* [Exercise task]: Exclude the pictures, then repeat the remaining data exactly.

* [Records for the exercise]:

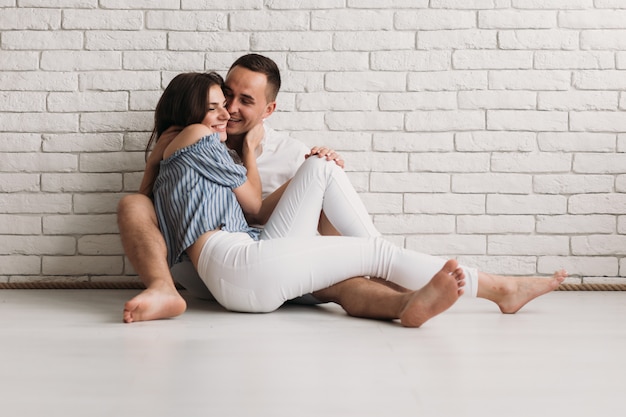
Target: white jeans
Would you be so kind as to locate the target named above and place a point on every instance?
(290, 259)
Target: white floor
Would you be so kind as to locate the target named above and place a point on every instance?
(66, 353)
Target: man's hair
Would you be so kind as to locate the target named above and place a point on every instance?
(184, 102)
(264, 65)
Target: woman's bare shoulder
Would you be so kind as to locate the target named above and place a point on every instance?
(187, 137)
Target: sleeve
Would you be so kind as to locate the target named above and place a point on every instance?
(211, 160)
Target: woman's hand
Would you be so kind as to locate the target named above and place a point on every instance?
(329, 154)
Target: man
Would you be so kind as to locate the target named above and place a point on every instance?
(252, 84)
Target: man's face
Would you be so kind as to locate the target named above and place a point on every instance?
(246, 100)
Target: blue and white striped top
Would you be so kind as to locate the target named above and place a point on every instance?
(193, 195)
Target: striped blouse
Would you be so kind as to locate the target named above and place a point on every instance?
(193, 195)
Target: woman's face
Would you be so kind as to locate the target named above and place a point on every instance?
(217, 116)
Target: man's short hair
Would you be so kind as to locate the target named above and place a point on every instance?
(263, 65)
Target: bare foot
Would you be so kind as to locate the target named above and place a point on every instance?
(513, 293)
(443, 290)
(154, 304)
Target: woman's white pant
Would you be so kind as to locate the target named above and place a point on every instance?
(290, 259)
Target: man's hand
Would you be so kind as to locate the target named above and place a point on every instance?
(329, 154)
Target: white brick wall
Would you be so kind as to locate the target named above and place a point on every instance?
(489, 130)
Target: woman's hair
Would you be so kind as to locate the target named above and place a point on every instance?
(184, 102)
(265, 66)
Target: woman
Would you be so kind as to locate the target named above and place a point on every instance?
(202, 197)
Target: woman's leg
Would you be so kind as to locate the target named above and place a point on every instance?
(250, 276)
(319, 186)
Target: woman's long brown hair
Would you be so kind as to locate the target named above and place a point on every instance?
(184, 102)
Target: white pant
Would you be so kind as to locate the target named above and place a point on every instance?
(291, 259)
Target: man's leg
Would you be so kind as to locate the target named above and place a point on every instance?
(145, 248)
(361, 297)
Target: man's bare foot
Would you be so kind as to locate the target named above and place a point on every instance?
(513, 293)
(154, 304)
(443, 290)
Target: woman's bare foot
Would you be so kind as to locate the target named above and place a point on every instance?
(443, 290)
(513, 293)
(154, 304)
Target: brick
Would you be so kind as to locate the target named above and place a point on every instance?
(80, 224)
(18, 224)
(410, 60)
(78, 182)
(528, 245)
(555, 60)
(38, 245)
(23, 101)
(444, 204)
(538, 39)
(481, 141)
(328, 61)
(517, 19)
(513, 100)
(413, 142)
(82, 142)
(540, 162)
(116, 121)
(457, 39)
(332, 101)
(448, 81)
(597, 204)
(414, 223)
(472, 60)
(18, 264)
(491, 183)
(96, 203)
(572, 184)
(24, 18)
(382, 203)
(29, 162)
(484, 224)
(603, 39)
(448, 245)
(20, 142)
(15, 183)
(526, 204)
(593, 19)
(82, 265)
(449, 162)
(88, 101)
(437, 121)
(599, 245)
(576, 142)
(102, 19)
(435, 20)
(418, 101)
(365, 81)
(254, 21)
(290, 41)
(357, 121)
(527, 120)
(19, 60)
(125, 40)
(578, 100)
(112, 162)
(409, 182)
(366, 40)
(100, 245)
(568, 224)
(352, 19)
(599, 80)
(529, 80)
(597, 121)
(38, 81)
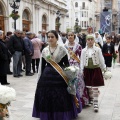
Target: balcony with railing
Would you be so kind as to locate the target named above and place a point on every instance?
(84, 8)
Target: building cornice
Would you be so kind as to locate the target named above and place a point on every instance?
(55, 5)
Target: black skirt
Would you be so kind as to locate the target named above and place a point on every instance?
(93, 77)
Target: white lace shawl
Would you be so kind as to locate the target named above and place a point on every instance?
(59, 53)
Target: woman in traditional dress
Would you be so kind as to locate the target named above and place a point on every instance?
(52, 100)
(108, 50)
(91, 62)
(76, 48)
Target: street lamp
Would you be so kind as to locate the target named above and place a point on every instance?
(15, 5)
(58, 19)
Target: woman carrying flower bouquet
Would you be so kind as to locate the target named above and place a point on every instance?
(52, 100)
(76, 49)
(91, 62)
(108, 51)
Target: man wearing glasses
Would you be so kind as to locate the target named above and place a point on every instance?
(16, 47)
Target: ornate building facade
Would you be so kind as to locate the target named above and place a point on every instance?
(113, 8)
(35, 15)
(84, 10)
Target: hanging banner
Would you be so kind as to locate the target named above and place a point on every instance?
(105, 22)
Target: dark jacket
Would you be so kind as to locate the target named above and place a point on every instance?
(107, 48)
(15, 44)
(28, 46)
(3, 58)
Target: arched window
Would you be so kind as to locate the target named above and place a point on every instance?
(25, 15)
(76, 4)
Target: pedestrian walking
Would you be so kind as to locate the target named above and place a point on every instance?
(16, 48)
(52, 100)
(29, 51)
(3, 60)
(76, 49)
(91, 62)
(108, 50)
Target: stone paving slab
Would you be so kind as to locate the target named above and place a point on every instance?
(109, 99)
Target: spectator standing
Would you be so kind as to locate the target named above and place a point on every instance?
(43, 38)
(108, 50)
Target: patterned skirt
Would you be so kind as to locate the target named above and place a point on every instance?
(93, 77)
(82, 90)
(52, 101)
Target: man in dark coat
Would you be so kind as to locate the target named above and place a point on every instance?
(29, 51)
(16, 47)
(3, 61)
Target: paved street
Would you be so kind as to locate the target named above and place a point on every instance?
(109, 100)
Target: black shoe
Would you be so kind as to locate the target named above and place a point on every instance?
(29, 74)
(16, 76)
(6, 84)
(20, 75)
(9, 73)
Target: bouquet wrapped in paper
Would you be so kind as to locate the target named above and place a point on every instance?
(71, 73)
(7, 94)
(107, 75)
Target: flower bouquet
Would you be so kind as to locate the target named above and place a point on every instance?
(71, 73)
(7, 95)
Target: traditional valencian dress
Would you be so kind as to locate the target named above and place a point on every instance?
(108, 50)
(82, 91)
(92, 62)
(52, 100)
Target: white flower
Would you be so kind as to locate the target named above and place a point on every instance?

* [Exercise solution]:
Target: white jeans
Would you be so kind as to locate the target named above and place a point on every instance?
(290, 259)
Target: white floor
Would you be so kind as to locate the target named above and place a point on every instance?
(66, 353)
Target: man's hair
Would you be so kind as to locate the target named above and place a point on every instance?
(184, 102)
(264, 65)
Target: woman's bare shoulder
Would you be so kind as to locate the target named above and place a point on every instance?
(187, 137)
Target: sleeve
Would you be so kind as to locate the target named above and place a point on every instance?
(211, 160)
Target: woman's hand
Would you be so kind as to locate the target named above and place a point on every instance?
(329, 154)
Target: man
Would you be so kind as to locate the target named above and place a point on every instance?
(252, 84)
Target: man's face
Would you be so kind as to locate the target named above and place a point on every instance?
(246, 100)
Target: blue and white striped top
Would you be so kind as to locate the target named above and place a point on every instance?
(193, 195)
Target: striped blouse
Would you be so kind as to locate the target named above and place a point on every instance?
(193, 195)
Target: woman's face
Would you be so kind as to locate the target named above and place a point on every instance?
(217, 116)
Target: man's short hair
Would you be so kind as to locate the target named above and place a point on every instance?
(263, 65)
Target: bare foot
Would you be so kind as to locate the target named above and place a point on every instance?
(513, 293)
(443, 290)
(154, 304)
Target: woman's white pant
Would you be so kind as to locate the target named above and place a point on every instance?
(290, 259)
Target: man's hand
Would you be so kind as to locate the target named above and place a point on every instance?
(329, 154)
Target: white brick wall
Would you be so kind as to locate the target named above and place a point on every instance?
(489, 130)
Target: woman's hair
Would you be so kind as to locate the target named above and place a point on every instance?
(184, 102)
(265, 66)
Target: woman
Would you be so kind as to locate the target named above and place a point on every instance?
(202, 197)
Target: woman's leg
Would you be so kind as to locate the target named above and place a point on every instance?
(250, 276)
(319, 186)
Target: woman's long brown hair
Would you be so kind as to locate the target named above and place a point on every instance?
(184, 102)
Target: white pant
Would you be so kind as to locate the target named above and place a point on every instance?
(291, 259)
Target: man's leg
Would you be so kind as to locate the target named above and place a point on every instance?
(145, 248)
(361, 297)
Target: man's bare foot
Would you be so kind as to locate the target named above and place a point on every instance?
(513, 293)
(154, 304)
(443, 290)
Target: woman's bare foot
Would you be so kind as to locate the target named above and place a point on every instance?
(443, 290)
(513, 293)
(154, 304)
Target: brick
Would you be so kind as to locate the target named above and place a point on every instance?
(80, 224)
(18, 224)
(410, 60)
(78, 182)
(528, 245)
(555, 60)
(38, 245)
(23, 101)
(444, 204)
(538, 39)
(481, 141)
(328, 61)
(517, 19)
(513, 100)
(413, 142)
(82, 142)
(540, 162)
(116, 121)
(457, 39)
(332, 101)
(448, 81)
(597, 204)
(414, 223)
(472, 60)
(18, 264)
(491, 183)
(96, 203)
(572, 184)
(24, 18)
(382, 203)
(29, 162)
(484, 224)
(603, 39)
(448, 245)
(20, 142)
(15, 183)
(526, 204)
(593, 19)
(82, 265)
(449, 162)
(88, 101)
(437, 121)
(599, 245)
(576, 142)
(102, 19)
(435, 20)
(418, 101)
(365, 81)
(254, 21)
(290, 41)
(357, 121)
(527, 120)
(19, 60)
(125, 40)
(578, 100)
(112, 162)
(409, 182)
(366, 40)
(100, 245)
(568, 224)
(352, 19)
(599, 80)
(529, 80)
(597, 121)
(38, 81)
Target: balcony with railing
Would you be so kind as to locate the target named above and place a point on every instance?
(84, 8)
Target: building cornice
Would you be so kind as to locate the target named above and place a point on every instance?
(55, 5)
Target: black skirt
Would you be so kind as to locate the target named above and place a point on every instance?
(93, 77)
Target: white lace shawl
Would you be so kind as to locate the target named above and place a point on every instance?
(59, 53)
Target: woman in traditional dress
Would you be so kind as to locate the target named above and place a point on every instance?
(52, 100)
(108, 50)
(91, 62)
(76, 48)
Target: street lamp
Would you be so kind as to locate the target named above and place a point on every instance?
(15, 5)
(58, 19)
Target: woman carrying flower bouquet
Would you be so kind as to locate the target named above and place a point on every instance?
(52, 100)
(76, 49)
(91, 62)
(108, 51)
Target: man wearing glasses
Would you be so kind as to locate the target named above and place a point on every instance?
(16, 47)
Target: ornate building facade
Would you be so kind as to locate the target named above and place a point on every instance?
(113, 8)
(35, 15)
(84, 10)
Target: hanging banner
Would you be so kind as to locate the target named above and place a point on every instance?
(105, 22)
Target: dark jacket
Would you be so kind as to locate the target named above and place a point on every instance?
(107, 48)
(15, 44)
(28, 46)
(3, 58)
Target: arched window
Would you be so kind as to locate the target named above and place a point on every instance?
(25, 15)
(76, 4)
Target: pedestrian walking
Would you be so kind as to locate the target named above and place a point on every instance?
(16, 48)
(52, 100)
(29, 51)
(3, 60)
(76, 49)
(91, 62)
(108, 50)
Target: stone paving slab
Would you be so kind as to locate the target named above and place a point on every instance?
(109, 99)
Target: spectator standing
Would you be so kind as to locate the target named above and place a point on every instance?
(43, 38)
(108, 50)
Target: patterned skirt
Would you be so kind as to locate the target named above and place a point on every instance?
(93, 77)
(82, 90)
(52, 101)
Target: man in dark coat
Would you be so kind as to locate the target named above and place a point on every instance?
(29, 51)
(16, 47)
(3, 61)
Target: paved street
Would you be so kind as to locate the target named above and place a point on every instance?
(109, 100)
Target: black shoe
Would you be so kind as to locate the target named above and place a point on every instance?
(29, 74)
(16, 76)
(6, 84)
(20, 75)
(9, 73)
Target: bouquet wrapped in paper
Would you be so kind as to locate the target named above and place a point on every instance?
(71, 73)
(7, 94)
(107, 75)
Target: flower bouquet
Would you be so kind as to locate the target named above and place a point on every instance?
(71, 73)
(7, 95)
Target: traditional valencian dress
Would you be so kind as to locate the target named above and place a point on every instance?
(108, 50)
(82, 91)
(92, 62)
(52, 100)
Target: white flower
Would you be so kind as to locate the target named above and place a point on every instance?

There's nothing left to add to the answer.